[THE TASK]
Your answer should be every line with the word "green", copied from the data below.

(Photo-based referring expression data)
+-------+
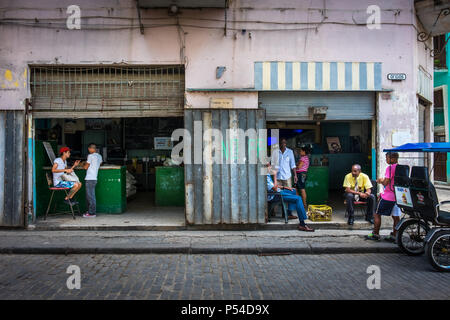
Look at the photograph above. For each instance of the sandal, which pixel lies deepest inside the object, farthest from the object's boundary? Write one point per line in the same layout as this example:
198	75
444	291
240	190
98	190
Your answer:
305	228
374	237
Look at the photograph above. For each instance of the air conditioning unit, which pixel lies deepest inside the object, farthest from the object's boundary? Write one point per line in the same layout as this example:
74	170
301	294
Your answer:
317	113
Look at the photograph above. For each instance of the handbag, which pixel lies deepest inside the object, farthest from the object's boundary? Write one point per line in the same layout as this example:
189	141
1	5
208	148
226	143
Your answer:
70	177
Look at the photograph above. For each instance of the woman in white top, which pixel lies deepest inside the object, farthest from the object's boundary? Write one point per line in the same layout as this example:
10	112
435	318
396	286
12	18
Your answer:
58	169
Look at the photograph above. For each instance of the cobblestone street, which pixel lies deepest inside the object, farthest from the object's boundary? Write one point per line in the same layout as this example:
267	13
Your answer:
341	276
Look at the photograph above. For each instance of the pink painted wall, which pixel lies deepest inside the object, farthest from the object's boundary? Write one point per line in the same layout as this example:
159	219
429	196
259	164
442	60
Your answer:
319	33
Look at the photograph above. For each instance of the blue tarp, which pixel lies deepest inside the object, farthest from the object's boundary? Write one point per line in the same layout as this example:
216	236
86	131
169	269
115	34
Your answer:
422	147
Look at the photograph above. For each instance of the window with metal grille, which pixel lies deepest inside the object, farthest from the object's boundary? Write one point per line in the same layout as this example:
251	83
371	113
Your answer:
90	88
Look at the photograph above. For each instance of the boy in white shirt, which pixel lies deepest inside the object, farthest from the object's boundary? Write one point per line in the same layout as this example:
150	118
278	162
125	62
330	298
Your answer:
92	164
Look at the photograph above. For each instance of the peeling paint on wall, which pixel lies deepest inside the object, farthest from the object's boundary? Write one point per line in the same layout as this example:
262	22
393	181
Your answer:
13	79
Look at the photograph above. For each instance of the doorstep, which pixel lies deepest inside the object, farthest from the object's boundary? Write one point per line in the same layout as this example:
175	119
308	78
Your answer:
91	225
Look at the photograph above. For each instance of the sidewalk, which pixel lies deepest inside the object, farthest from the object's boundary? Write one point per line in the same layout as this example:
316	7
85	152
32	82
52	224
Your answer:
192	242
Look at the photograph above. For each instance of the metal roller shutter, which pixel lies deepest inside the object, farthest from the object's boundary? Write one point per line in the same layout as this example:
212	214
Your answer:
12	124
294	106
229	192
107	91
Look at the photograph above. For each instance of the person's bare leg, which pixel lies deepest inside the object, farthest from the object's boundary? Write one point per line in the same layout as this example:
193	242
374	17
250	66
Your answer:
396	220
303	192
376	224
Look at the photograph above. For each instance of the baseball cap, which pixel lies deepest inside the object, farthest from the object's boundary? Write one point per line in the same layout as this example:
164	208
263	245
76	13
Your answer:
63	149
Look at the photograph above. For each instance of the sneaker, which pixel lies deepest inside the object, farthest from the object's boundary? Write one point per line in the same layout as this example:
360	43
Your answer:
87	215
305	228
71	202
370	220
391	238
374	237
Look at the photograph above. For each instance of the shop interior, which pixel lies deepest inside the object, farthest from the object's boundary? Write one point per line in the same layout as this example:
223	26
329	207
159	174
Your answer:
137	177
335	147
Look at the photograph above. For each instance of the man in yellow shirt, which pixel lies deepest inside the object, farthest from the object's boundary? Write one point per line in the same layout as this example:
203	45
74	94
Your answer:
358	188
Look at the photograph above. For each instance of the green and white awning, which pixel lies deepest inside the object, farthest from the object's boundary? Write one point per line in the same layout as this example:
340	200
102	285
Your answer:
318	76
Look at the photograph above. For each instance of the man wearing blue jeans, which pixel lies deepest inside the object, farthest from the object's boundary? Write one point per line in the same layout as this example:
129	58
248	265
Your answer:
290	196
92	164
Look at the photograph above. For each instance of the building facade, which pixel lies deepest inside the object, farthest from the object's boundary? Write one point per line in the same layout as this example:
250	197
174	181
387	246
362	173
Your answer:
322	67
441	100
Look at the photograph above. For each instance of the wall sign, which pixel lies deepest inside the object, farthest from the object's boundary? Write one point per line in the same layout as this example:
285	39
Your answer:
396	76
221	103
163	143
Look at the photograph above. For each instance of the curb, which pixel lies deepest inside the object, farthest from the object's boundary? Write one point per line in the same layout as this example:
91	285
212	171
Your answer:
202	250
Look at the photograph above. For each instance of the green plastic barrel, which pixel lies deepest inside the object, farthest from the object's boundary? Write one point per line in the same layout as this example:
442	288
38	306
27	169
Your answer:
317	185
169	189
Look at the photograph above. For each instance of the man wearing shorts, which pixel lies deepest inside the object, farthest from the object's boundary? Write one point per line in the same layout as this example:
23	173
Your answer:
58	169
386	206
284	163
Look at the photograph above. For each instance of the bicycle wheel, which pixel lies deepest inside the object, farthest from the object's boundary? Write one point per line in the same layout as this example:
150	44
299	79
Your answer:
438	251
411	235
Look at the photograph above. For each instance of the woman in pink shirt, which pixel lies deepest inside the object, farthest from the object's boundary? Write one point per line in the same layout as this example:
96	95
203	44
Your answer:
302	172
387	201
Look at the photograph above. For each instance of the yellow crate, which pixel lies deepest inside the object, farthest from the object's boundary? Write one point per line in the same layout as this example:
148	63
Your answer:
319	212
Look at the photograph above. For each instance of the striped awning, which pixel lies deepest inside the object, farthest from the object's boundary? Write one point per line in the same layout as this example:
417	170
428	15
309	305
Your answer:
318	76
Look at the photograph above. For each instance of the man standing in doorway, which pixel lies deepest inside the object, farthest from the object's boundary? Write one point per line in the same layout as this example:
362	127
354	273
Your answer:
284	164
92	165
358	188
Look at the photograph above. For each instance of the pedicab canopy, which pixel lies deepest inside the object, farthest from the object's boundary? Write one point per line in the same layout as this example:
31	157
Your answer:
422	147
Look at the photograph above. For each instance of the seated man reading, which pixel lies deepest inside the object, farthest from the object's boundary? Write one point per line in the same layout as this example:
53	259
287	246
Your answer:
59	168
290	196
358	188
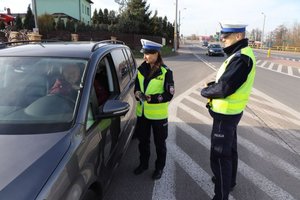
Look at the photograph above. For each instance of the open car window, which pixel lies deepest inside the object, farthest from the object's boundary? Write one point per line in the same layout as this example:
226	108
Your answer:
36	90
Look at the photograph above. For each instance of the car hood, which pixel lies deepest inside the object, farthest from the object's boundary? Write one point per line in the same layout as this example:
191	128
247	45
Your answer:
27	161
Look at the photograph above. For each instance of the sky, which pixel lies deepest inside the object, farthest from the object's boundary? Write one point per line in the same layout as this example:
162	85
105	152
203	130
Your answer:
202	17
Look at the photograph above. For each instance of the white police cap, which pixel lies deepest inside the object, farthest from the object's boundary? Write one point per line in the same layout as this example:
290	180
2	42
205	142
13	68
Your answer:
150	46
233	27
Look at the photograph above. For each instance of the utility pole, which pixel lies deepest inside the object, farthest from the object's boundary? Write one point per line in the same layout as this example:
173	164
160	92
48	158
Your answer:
262	35
35	13
175	29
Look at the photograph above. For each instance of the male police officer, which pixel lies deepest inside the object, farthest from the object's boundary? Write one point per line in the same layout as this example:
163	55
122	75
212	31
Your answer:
227	98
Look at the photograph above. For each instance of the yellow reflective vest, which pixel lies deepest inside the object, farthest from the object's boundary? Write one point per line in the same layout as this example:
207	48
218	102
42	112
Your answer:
154	111
236	102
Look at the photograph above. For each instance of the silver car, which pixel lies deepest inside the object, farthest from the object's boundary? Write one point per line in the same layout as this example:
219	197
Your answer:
67	114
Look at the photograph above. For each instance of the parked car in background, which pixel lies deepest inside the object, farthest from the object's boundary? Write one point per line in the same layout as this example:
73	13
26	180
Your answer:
214	50
204	43
67	115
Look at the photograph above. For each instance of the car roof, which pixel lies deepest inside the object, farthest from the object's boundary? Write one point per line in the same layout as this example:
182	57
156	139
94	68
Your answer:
58	49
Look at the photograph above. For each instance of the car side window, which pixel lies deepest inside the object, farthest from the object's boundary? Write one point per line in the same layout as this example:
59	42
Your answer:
122	69
130	58
103	88
101	84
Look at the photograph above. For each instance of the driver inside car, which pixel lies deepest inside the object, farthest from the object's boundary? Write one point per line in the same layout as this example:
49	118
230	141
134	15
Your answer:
68	83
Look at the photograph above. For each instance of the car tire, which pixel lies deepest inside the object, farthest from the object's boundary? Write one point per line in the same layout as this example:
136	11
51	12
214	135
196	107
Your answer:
91	195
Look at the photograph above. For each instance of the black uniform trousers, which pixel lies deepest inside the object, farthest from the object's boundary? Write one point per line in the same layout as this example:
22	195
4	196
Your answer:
160	134
223	153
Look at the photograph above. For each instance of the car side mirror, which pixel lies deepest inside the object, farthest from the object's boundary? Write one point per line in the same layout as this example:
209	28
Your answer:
113	108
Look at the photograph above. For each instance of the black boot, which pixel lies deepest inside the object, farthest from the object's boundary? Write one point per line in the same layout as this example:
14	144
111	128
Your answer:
157	174
140	169
213	179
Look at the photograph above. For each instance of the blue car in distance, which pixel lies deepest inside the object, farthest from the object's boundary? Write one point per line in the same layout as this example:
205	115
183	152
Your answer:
215	50
67	115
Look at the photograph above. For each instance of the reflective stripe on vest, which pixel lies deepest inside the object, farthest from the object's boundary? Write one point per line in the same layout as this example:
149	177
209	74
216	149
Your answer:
155	86
236	102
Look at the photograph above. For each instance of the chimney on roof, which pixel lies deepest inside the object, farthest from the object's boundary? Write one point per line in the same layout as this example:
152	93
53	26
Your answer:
8	11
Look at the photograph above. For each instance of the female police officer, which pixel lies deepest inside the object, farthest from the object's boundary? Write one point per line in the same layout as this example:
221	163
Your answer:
154	88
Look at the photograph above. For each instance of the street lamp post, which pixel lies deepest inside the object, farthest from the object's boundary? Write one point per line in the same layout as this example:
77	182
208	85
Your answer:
179	28
35	12
262	35
175	28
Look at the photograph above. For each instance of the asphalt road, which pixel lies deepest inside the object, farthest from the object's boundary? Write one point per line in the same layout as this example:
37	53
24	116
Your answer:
268	136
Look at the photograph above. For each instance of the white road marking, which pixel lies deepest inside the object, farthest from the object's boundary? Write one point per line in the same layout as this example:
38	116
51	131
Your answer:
267	156
263	64
256	178
271	66
290	70
279	68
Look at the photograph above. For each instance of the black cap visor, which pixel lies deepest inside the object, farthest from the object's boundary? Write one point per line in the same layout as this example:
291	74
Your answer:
148	51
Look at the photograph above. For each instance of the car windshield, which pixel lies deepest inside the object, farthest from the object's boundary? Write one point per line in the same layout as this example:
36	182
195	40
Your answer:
215	46
38	94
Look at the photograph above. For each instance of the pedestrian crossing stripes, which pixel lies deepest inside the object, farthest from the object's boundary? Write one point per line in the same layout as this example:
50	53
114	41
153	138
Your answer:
287	70
265	181
199	175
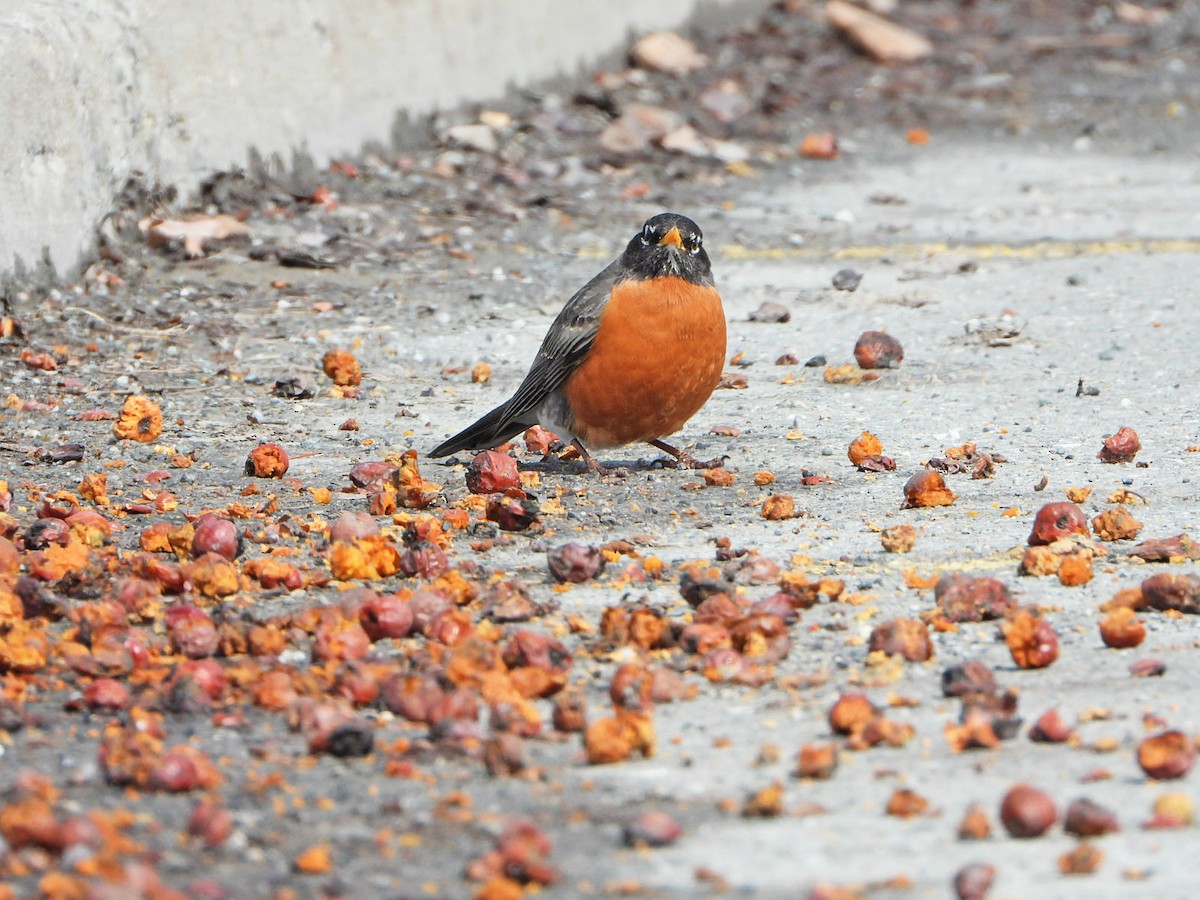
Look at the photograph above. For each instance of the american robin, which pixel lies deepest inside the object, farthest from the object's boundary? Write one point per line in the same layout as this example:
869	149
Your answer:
631	357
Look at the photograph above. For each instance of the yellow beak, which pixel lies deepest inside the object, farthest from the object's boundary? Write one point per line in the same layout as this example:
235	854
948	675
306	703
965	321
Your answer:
672	238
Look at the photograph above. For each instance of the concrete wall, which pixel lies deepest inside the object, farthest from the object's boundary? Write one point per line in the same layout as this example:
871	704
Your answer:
95	90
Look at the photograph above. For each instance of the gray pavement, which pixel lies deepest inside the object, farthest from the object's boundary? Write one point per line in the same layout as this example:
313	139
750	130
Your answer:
1081	251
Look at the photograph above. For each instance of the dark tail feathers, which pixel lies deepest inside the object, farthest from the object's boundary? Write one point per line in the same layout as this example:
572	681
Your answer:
491	431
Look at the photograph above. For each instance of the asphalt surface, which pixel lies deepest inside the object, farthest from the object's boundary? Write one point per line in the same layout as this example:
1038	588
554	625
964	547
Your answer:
1041	285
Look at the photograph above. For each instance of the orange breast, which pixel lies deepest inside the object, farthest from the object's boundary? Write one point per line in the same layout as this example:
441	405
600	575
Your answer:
657	358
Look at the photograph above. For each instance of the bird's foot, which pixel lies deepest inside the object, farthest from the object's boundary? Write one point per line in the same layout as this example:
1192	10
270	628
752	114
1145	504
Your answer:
683	460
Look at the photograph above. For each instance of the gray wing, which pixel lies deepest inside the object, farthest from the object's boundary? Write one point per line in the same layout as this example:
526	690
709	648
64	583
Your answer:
567	342
561	353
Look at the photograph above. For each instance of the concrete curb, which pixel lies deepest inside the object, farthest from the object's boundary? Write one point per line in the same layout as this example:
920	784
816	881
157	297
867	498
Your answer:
97	91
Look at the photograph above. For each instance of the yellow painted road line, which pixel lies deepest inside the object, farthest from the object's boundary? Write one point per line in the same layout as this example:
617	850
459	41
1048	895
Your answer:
1031	250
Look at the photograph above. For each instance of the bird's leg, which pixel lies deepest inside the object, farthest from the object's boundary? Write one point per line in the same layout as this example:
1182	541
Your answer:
593	466
684	460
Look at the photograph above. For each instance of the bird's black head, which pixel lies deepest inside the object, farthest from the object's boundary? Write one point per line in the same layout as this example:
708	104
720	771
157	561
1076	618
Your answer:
669	244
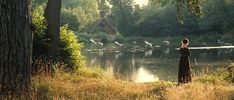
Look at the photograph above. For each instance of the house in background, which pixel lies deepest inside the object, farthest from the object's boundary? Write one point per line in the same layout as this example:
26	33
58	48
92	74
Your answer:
102	25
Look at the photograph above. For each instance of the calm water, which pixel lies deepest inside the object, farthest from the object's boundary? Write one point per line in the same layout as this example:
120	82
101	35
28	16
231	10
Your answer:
139	64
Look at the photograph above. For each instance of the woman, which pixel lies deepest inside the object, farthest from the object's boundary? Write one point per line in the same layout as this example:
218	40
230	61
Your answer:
184	64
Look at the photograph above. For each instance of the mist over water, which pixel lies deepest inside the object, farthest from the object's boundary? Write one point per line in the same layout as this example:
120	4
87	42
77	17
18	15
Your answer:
148	65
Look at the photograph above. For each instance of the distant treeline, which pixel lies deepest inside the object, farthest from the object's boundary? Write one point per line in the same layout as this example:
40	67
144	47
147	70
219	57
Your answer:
152	20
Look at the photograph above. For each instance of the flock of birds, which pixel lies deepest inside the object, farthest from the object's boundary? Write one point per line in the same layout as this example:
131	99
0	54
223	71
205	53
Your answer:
146	43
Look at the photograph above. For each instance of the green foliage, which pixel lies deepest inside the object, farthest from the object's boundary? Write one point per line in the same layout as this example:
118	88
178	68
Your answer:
123	16
39	36
71	48
78	14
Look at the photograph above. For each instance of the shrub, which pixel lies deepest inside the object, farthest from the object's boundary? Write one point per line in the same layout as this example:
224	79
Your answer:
39	36
70	48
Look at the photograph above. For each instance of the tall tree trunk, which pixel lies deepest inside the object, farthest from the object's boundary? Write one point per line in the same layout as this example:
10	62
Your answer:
52	15
15	45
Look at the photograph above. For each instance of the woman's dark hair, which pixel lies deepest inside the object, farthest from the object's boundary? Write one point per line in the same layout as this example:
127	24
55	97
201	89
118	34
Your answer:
185	41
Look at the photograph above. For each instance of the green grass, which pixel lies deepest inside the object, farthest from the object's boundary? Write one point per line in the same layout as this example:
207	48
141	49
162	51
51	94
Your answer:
92	84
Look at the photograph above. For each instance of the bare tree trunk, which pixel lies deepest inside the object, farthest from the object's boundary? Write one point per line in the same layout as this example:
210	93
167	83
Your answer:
15	46
52	15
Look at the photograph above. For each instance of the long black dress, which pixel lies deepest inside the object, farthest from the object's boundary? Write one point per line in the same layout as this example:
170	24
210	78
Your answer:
184	75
+-------+
[REPLY]
Look at the photograph above. For each instance of the green and white awning, which pixel lies deepest inside the object, farthest from the object's boundary? Write one point per line in the same layout as this example:
Look at the photograph above. For each instance of the green plastic barrel, which pixel lies deepest inside the object, farthest from the object's boundary? Write one point per line in the same layout as this example:
Look at the photograph above. For each instance of the green foliage, which pixel lies deepest inside the object, farthest from the object's boundary? Write one point per line in the same layout as this example:
Look at the photograph above. For each instance of the green grass, which pixel lies deepest inside the object, farthest from the object's boundary? Write one point per line in the same layout as this example:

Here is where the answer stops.